*** RECORDS SUPPLIED ***
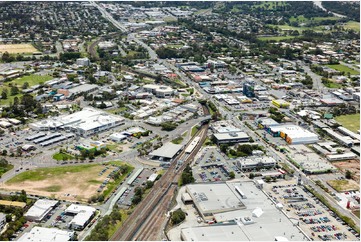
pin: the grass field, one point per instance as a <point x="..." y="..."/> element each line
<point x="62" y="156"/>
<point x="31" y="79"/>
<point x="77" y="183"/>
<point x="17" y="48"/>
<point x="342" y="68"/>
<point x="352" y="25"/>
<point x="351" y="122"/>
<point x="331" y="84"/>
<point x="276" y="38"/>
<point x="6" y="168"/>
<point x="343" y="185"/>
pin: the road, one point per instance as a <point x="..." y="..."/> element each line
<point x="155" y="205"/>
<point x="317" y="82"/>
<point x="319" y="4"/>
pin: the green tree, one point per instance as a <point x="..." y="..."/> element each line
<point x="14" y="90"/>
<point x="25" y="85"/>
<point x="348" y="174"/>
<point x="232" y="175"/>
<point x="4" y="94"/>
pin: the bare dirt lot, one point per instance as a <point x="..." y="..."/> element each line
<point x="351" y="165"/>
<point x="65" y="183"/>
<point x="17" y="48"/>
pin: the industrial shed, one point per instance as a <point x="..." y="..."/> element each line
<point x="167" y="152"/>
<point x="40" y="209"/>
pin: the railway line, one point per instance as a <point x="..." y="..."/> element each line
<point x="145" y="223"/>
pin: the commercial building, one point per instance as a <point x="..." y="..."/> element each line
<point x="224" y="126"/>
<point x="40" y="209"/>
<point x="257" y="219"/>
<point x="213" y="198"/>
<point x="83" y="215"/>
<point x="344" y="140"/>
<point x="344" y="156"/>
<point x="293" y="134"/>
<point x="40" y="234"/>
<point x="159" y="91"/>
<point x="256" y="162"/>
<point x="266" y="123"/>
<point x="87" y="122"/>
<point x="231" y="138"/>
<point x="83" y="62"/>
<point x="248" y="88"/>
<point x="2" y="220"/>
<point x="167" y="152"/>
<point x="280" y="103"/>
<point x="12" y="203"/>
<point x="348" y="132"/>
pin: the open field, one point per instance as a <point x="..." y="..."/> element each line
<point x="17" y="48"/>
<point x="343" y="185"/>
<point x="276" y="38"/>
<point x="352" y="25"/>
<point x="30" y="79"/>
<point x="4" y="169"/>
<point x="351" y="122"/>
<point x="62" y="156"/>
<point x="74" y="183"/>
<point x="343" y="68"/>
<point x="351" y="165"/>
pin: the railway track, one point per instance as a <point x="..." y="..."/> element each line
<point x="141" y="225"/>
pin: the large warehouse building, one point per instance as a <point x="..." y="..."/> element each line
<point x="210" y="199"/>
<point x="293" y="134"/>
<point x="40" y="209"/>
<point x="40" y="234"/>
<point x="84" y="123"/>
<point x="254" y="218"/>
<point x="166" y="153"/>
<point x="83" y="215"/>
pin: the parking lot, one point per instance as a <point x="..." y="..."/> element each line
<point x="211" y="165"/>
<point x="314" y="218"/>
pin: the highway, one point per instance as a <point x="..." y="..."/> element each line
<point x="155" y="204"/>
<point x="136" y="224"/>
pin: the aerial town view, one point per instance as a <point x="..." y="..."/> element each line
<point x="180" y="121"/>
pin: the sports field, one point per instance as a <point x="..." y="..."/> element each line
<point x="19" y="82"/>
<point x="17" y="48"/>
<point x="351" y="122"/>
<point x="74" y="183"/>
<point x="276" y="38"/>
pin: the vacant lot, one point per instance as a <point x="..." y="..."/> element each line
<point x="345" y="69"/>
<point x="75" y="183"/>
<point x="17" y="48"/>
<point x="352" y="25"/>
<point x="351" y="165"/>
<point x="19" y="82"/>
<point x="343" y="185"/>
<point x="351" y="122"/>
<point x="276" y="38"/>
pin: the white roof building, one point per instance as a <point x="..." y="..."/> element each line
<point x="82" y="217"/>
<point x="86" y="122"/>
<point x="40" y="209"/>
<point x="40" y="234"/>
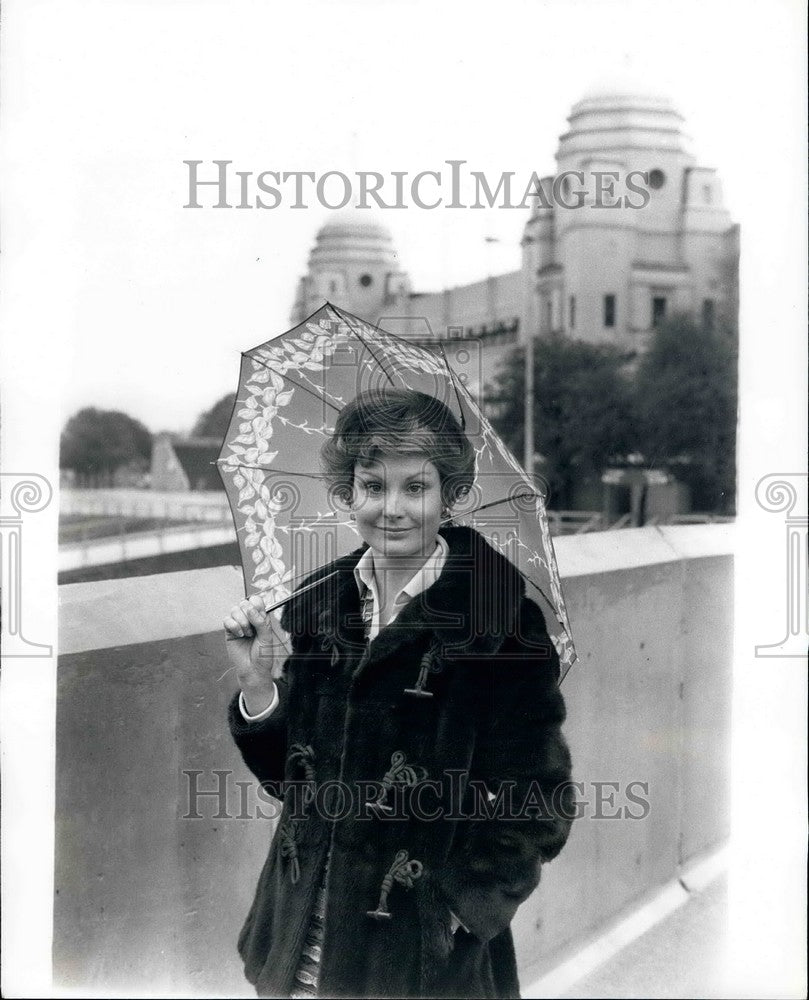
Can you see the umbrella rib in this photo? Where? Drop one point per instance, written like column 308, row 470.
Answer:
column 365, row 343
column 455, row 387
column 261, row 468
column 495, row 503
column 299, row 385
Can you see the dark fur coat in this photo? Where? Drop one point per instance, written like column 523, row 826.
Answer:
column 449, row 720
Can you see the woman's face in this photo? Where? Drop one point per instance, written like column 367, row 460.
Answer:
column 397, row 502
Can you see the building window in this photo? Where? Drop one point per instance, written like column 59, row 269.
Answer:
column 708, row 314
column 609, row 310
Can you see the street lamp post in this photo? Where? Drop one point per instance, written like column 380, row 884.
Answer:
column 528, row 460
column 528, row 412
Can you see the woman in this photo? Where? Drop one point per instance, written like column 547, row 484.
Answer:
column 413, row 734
***
> [ASSIGNMENT]: Take every line above that includes the string "woman" and return it.

> [EXERCISE OUTPUT]:
Can you see the woman's face in this photo? Where? Drop one point per instance, written like column 367, row 460.
Can you see the woman in this photo? Where? Drop one point per instance, written like column 547, row 484.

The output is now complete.